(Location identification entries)
-- BEGIN --

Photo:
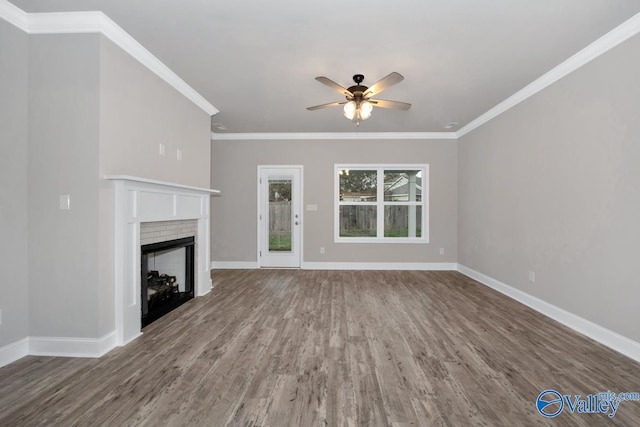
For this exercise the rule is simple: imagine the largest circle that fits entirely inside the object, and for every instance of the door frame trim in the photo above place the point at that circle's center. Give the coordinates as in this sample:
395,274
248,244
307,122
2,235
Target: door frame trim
259,208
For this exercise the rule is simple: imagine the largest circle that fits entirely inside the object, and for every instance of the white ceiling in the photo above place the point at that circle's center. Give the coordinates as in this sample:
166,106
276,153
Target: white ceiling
256,61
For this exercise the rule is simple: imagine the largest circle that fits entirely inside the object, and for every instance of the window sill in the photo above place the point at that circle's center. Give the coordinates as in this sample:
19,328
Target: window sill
392,240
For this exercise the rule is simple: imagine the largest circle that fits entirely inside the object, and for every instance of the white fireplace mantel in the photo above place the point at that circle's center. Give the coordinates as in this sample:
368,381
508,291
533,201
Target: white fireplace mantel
139,200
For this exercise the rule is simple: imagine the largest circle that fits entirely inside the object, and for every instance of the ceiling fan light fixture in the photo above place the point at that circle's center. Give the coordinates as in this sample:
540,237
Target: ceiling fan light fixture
365,110
350,109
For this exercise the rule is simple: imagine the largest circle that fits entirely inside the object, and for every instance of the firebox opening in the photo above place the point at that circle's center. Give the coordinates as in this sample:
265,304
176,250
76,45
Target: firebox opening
167,277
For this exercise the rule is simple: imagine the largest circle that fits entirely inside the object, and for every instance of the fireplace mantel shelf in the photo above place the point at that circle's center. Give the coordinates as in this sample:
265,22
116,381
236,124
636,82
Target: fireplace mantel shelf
163,183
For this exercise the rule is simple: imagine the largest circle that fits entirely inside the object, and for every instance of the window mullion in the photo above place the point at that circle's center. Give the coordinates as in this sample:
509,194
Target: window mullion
380,199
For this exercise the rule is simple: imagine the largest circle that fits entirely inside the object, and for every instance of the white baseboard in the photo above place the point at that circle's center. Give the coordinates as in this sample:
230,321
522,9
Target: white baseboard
233,265
596,332
379,266
72,347
14,351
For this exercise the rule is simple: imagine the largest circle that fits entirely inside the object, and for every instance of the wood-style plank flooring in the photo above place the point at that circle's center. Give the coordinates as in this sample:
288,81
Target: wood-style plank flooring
337,348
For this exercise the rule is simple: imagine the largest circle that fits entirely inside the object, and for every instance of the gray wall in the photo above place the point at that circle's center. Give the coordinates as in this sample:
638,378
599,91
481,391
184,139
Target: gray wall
63,159
139,111
234,172
73,108
553,186
13,184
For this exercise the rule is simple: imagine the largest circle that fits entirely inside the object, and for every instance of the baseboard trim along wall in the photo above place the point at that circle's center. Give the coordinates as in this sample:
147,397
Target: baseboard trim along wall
57,346
596,332
248,265
233,265
426,266
14,351
72,347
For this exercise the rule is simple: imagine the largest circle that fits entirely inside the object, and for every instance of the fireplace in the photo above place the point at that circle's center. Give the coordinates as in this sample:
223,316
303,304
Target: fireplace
140,202
167,279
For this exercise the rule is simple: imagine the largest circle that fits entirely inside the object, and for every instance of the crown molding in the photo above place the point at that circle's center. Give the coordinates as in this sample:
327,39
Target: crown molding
331,135
613,38
98,22
14,15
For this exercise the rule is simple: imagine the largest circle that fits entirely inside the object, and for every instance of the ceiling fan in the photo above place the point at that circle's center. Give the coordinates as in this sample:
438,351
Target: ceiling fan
359,102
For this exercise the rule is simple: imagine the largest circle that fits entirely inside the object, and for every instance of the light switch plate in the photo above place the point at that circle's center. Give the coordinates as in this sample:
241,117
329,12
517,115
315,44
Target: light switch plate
65,202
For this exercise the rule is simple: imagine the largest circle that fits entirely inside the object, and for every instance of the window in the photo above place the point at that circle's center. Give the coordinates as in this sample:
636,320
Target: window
381,203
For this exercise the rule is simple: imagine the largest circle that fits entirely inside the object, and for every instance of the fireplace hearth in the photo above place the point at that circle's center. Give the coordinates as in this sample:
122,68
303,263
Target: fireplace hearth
167,279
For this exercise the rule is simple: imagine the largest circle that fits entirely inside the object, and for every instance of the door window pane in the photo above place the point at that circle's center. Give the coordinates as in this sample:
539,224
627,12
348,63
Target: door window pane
358,221
402,185
280,215
358,185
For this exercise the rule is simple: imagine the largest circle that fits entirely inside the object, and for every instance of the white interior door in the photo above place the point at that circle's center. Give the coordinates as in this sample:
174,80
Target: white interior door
280,216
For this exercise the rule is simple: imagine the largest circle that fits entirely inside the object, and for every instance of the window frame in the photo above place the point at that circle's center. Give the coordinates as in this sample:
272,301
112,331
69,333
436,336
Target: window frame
380,203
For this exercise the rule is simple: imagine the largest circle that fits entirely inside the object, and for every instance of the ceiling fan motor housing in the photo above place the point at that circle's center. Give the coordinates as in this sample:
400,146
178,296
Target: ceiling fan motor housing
357,90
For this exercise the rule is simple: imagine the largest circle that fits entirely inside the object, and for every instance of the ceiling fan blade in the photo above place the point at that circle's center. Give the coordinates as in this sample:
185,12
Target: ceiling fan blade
333,85
383,83
331,104
396,105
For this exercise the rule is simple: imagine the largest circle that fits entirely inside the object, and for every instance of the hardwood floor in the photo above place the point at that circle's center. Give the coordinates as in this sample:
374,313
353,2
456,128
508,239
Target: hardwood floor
337,348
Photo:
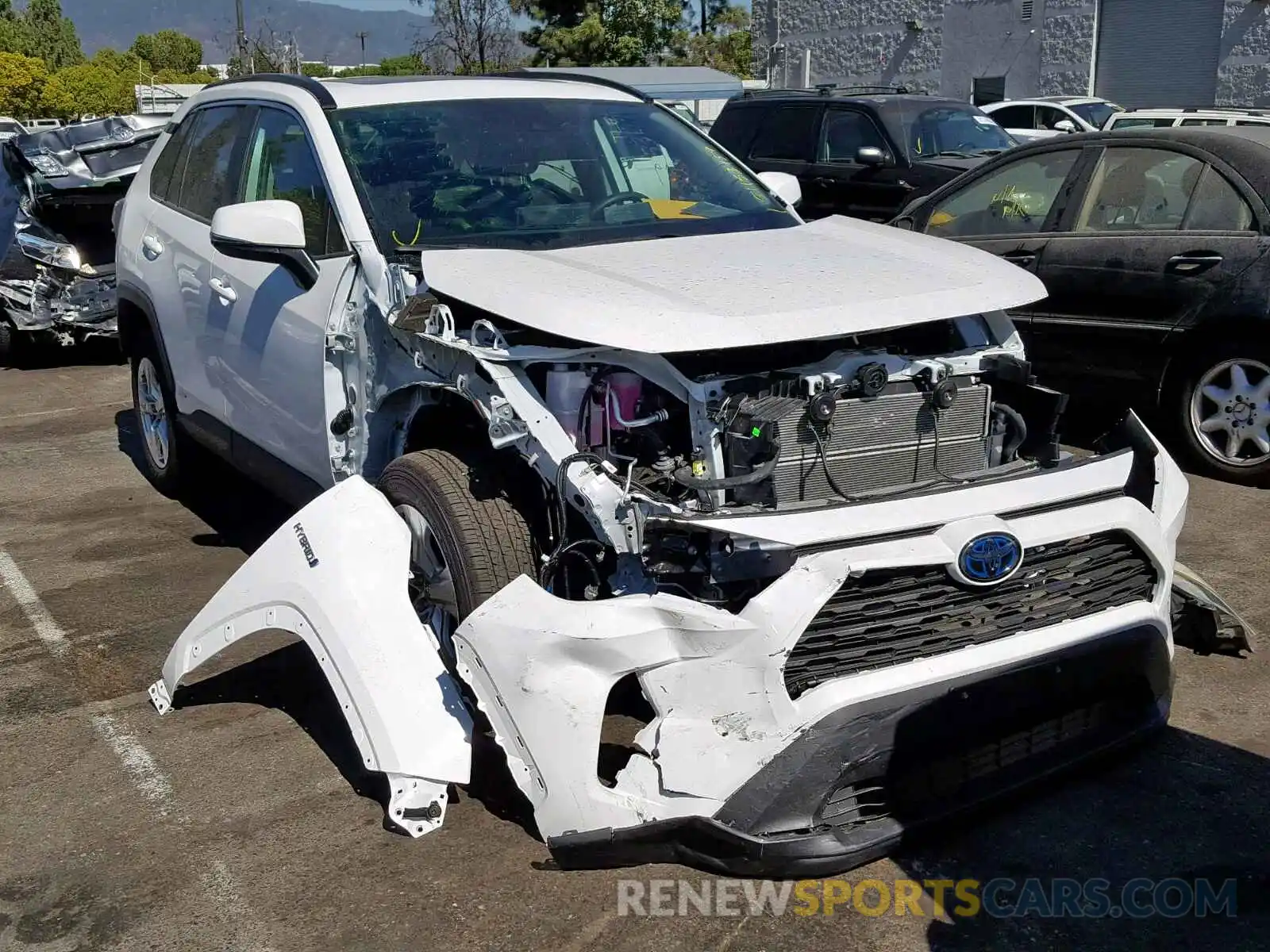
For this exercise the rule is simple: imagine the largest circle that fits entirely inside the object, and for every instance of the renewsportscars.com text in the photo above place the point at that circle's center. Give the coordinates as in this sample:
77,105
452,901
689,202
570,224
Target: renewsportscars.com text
997,898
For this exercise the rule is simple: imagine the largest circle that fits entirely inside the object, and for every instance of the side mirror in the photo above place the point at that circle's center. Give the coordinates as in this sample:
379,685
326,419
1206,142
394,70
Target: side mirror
783,186
270,232
872,156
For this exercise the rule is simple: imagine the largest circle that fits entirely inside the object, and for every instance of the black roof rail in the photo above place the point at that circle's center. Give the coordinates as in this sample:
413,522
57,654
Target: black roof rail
287,79
524,73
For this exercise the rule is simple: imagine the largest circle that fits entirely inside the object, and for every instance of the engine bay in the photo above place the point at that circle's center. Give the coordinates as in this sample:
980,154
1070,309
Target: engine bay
689,437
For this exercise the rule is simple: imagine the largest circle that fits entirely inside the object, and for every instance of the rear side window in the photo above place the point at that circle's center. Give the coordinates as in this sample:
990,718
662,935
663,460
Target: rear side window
787,132
164,171
206,171
281,165
1141,124
1015,117
1216,206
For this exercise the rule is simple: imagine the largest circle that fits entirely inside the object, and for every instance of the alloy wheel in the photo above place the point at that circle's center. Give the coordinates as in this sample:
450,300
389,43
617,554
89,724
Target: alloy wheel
1230,413
154,414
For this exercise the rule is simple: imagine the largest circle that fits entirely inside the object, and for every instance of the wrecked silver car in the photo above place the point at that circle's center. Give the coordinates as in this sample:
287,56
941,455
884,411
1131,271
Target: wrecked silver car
57,209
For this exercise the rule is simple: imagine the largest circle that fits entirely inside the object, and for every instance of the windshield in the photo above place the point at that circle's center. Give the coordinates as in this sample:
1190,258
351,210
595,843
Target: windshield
1096,113
543,173
954,130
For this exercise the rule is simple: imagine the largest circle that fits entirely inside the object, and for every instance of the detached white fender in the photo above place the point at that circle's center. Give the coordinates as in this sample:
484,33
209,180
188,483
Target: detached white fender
336,575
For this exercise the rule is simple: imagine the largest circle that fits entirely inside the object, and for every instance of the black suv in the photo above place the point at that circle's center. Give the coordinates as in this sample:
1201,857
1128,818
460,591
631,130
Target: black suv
865,152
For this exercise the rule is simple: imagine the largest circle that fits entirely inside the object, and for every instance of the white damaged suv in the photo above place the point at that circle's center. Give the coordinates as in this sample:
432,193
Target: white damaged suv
578,409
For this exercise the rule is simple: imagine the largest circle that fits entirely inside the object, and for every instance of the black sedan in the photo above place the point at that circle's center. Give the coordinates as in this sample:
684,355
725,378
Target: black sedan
1153,245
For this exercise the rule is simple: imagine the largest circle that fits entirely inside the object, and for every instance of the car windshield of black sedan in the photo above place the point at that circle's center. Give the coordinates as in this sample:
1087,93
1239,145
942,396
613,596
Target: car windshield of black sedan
543,173
952,130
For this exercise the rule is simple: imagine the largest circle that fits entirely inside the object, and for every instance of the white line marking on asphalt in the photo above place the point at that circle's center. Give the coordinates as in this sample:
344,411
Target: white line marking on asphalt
46,628
67,410
226,899
137,759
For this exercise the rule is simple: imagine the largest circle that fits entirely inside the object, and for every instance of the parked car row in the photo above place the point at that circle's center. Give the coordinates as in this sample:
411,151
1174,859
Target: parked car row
1151,241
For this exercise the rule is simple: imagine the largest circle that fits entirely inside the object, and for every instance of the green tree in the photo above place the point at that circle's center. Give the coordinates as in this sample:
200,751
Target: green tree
88,89
48,36
169,50
605,32
725,46
22,84
408,65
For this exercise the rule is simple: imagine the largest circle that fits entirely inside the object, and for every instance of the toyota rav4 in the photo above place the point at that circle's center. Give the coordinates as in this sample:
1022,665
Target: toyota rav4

-- END --

Exercise prompt:
Reproduce only the lines running from the one with "of the parked" through the final line of the listing above, both ends included.

Output below:
For this exercise the rule is simple: imagine the largest circle that fits entirely inside the object, and for every instance of the parked car row in the photo above place the point at that circle's center. Give the coordinates as in this sample:
411,151
1174,859
Target: parked car row
1151,241
For this exercise the rule is simple: imagine the largest circle that fits entirely inside the object, and for every instance of the green tree in the photo above place the point at that circle's center. Give the coordinates as in this sample:
200,751
Target: green tree
88,89
48,36
169,50
605,32
725,46
22,84
408,65
For this exercise the rule is simple: imagine the largest circle that fits entirely inside the object, and for every instance of the toyota rav4 in the photo above place the point at that circle's center. Give the coordinates as in this sample:
1022,665
Target: toyota rav4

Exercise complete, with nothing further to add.